MATERIAL FOR THIS TASK
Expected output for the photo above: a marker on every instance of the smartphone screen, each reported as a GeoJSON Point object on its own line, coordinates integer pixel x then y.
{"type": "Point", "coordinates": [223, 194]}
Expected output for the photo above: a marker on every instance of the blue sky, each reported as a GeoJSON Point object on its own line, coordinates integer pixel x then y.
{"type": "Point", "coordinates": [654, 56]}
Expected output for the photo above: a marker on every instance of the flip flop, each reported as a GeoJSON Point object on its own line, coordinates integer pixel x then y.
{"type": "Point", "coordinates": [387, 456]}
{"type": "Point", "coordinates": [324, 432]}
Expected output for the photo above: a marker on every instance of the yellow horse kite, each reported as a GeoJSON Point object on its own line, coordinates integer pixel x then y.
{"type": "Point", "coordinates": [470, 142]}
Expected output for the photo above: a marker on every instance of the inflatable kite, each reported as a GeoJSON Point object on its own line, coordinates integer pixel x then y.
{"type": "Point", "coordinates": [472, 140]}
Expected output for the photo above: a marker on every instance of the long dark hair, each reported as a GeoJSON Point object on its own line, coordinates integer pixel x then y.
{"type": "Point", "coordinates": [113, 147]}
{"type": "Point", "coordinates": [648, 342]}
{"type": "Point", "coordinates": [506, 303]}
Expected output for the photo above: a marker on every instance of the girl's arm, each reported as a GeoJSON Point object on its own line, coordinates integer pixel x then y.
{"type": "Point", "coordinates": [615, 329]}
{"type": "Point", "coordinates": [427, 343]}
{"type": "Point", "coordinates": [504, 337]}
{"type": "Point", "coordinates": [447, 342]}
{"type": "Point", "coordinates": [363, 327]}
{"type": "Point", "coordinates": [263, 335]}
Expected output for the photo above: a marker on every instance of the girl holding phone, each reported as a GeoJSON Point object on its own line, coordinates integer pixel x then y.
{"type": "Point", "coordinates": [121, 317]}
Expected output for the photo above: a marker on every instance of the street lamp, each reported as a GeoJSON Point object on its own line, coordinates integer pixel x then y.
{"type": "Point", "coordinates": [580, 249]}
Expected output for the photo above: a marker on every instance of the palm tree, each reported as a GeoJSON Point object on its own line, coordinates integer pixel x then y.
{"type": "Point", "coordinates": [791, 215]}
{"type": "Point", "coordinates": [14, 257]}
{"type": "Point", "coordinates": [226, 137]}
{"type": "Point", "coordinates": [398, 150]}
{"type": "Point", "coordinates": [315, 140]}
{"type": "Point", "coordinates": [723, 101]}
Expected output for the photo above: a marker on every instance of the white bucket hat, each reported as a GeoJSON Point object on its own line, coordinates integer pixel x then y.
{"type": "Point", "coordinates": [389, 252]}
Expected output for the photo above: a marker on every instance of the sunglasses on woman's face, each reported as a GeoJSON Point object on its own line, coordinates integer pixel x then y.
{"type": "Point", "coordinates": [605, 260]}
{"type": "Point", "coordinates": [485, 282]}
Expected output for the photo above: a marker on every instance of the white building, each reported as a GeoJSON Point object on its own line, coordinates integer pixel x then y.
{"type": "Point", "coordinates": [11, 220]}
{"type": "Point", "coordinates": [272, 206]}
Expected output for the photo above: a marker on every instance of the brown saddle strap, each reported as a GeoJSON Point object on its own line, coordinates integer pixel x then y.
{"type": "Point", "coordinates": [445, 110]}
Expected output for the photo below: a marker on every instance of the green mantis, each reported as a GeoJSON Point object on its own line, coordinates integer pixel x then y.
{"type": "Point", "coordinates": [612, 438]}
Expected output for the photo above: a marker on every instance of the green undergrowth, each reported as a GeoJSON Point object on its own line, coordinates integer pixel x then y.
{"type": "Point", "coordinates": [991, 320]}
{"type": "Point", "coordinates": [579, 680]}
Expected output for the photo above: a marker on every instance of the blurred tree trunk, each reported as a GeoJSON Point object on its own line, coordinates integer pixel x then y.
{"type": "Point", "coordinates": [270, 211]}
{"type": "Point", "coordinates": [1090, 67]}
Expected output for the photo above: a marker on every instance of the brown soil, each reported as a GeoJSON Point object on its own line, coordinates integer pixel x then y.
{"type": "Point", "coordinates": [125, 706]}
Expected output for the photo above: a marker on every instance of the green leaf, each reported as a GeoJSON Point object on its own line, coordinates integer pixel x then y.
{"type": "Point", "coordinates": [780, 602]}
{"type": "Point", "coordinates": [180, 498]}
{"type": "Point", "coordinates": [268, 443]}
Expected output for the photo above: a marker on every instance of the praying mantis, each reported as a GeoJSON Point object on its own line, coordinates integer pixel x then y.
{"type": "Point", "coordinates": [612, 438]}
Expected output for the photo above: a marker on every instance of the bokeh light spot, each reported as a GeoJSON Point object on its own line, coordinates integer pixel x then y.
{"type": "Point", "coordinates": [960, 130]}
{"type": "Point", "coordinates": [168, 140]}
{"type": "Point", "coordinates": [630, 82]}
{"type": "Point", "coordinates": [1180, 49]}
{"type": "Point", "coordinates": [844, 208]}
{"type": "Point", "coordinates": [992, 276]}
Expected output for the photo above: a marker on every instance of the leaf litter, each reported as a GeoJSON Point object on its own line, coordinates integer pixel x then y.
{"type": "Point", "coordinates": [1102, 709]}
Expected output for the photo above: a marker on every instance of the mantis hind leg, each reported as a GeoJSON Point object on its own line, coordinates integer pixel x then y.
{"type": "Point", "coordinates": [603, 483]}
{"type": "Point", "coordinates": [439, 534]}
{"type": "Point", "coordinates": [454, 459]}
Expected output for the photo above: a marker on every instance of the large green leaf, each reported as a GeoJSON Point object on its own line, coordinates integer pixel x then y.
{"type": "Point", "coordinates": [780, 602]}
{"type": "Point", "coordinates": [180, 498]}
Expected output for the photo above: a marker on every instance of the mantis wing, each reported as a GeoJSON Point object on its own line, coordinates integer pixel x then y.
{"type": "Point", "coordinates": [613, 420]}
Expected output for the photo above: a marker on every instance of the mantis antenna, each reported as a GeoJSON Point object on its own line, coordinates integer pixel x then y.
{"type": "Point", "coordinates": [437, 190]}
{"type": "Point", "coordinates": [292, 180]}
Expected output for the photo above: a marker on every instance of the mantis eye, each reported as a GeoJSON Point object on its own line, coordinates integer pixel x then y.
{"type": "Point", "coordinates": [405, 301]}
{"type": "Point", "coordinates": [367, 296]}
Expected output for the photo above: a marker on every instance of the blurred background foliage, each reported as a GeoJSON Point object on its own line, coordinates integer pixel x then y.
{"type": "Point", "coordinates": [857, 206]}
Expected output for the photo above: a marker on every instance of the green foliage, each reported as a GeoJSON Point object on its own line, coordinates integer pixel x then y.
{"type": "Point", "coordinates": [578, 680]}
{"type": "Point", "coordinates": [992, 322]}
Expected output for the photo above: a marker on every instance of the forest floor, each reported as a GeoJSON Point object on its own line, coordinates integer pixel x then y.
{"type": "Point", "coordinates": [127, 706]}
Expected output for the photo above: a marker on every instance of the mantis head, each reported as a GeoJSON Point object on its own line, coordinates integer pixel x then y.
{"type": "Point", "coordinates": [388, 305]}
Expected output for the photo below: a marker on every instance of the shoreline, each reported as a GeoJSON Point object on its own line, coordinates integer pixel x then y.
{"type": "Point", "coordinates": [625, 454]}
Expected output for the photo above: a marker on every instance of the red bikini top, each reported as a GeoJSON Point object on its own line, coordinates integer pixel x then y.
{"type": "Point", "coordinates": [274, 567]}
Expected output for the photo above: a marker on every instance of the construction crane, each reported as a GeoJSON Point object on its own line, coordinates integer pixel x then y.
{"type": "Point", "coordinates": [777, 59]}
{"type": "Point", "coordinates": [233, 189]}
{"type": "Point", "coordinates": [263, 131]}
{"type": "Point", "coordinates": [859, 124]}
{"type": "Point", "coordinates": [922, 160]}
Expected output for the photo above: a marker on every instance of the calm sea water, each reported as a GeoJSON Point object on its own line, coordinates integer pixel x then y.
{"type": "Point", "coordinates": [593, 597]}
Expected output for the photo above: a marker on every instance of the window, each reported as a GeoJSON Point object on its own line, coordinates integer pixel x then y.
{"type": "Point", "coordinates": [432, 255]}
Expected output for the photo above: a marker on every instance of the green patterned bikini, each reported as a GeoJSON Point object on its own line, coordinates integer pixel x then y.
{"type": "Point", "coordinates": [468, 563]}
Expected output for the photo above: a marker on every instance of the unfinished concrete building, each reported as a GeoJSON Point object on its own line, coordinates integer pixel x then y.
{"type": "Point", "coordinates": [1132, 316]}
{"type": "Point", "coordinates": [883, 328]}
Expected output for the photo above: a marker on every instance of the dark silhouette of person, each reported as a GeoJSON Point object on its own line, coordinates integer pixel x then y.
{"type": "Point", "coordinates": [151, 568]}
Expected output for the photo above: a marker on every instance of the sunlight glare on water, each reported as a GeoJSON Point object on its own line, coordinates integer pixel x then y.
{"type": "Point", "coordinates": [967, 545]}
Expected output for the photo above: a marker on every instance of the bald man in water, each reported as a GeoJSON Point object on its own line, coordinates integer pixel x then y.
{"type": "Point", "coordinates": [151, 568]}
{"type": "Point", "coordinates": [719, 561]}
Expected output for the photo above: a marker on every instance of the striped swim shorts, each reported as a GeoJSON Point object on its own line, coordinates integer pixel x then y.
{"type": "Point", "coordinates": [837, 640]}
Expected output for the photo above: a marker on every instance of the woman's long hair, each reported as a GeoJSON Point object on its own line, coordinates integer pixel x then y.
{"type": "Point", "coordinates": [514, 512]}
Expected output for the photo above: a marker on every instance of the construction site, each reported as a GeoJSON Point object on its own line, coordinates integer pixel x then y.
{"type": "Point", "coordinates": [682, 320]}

PROBLEM REQUIREMENTS
Beginning at the line that holds "of the woman's", reproduce each line of the records above down to and including the last one.

FINISHED TASK
Expected output for the photo above: a marker on every instance of the woman's long hair, each reported as a GeoJSON Point object on its own line, coordinates integer pixel x then y.
{"type": "Point", "coordinates": [514, 512]}
Expected output for the photo above: a marker on every instance of the construction site, each reported as a GeoJSON Point object on its own line, coordinates integer pixel x then y.
{"type": "Point", "coordinates": [682, 320]}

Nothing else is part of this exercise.